Finish TSMT

[bobbinth]

Assuming we go with the state model similar to the one described in #222, we need to be able to handle sparse Merkle trees (or variations thereof) in the VM. Specifically, we need this to represent account and nullifier databases.

These Merkle trees will act as maps which map ~32 byte keys to ~32 byte values (in our case, both keys and values would actually be 4 field elements). Supporting these trees requires the following:

1. Implement Miden assembly procedures for reading and updating leaves.
2. Implement an advice set which represents these Merkle trees in the advice provider.

A few considerations about each of these points.

Miden assembly procedures

We probably need the following procedures:

crypto::smt::get - this procedure should push the value contained at the specified key to the stack. Stack transition for this procedure could look as follows:

[KEY, ROOT, ...] -> [VALUE, KEY, ROOT, ...]

Where ROOT, KEY, and VALUE are represented by 4 field elements.

crypto::smt::set - this procedure should update the the value at the specified key. Stack transition for this procedure could look as follows:

[NEW_VALUE, KEY, ROOT, ...] -> [NEW_ROOT, NEW_VALUE, KEY...]

Similarly to the above, ROOT, NEW_ROOT, KEY, and NEW_VALUE are represented by 4 field elements.

We have MPVERIFY and MRUPDATE operations in the VM which can be executed in a single cycle. I wonder if these can be used in these procedures.

Advice set

To support the above procedures, we need to implement a new advice set. Our current advice set interface expects the key to be a single field element - so, we may have to refactor the interface. For context, advice set interface is used to provide Merkle paths for a given combination of root and node index.

Another important consideration is that we should expect these Merkle trees to contain large amounts of data (e.g., many gigabytes). So, it may be a good idea to use some in-process database to store the actual data.

[maxgillett]

A sketch of a potential implementation for crypto::smt::get that uses the mtree.get operation and is compatible with the u64 SparseMerkleTree advice set is below. Note that many stack manipulation operations are missing from the first two procedures.

The idea is to iterate over each field element limb in KEY and verify the provided paths for each of those limbs. Extension nodes are used to reduce the number of legs that need to be iterated over when verifying a Merkle path. This decreases the number of rows in the hasher chiplet at the cost of increasing the overall cycle count. It could be a good idea to quantify these numbers to better understand whether the tradeoff makes sense.

Within a limb, the mtree.get operation may be called multiple times to skip a compacted path embedded in an extension node. An accumulated key and depth are constructed for each limb to ensure that the appended sequence of non-deterministically provided keys corresponds to KEY.

A new 256-bit sparse Merkle trie advice set would be added that extends the existing u64 advice set with extension nodes.

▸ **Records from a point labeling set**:
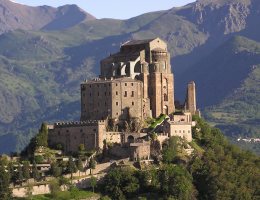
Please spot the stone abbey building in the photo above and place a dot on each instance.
(138, 82)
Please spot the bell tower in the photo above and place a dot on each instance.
(161, 87)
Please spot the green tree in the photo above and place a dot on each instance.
(56, 171)
(121, 182)
(26, 170)
(35, 172)
(92, 164)
(81, 147)
(19, 175)
(29, 191)
(5, 192)
(93, 183)
(54, 188)
(176, 182)
(170, 151)
(80, 166)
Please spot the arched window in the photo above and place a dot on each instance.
(165, 97)
(130, 139)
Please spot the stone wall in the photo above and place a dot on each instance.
(115, 98)
(36, 190)
(181, 129)
(71, 134)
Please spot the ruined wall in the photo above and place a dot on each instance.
(180, 129)
(71, 135)
(190, 102)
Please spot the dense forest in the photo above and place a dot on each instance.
(216, 170)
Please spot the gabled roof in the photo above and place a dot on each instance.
(136, 42)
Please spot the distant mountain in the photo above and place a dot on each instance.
(215, 43)
(16, 16)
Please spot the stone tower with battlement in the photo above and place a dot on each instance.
(190, 102)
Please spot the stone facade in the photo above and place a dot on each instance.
(71, 134)
(147, 61)
(190, 103)
(180, 129)
(136, 82)
(115, 98)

▸ **TASKS TO PERFORM**:
**A.** In the thread on sparse Merkle trees, which stack values are said to be represented by 4 field elements?
**B.** Which lines of the records contain the word "wall"? Pick out each one and copy it.

▸ **LIST OF SOLUTIONS**:
**A.** ROOT, KEY, VALUE, NEW_ROOT, NEW_VALUE

**B.**
Please spot the stone wall in the photo above and place a dot on each instance.
Please spot the ruined wall in the photo above and place a dot on each instance.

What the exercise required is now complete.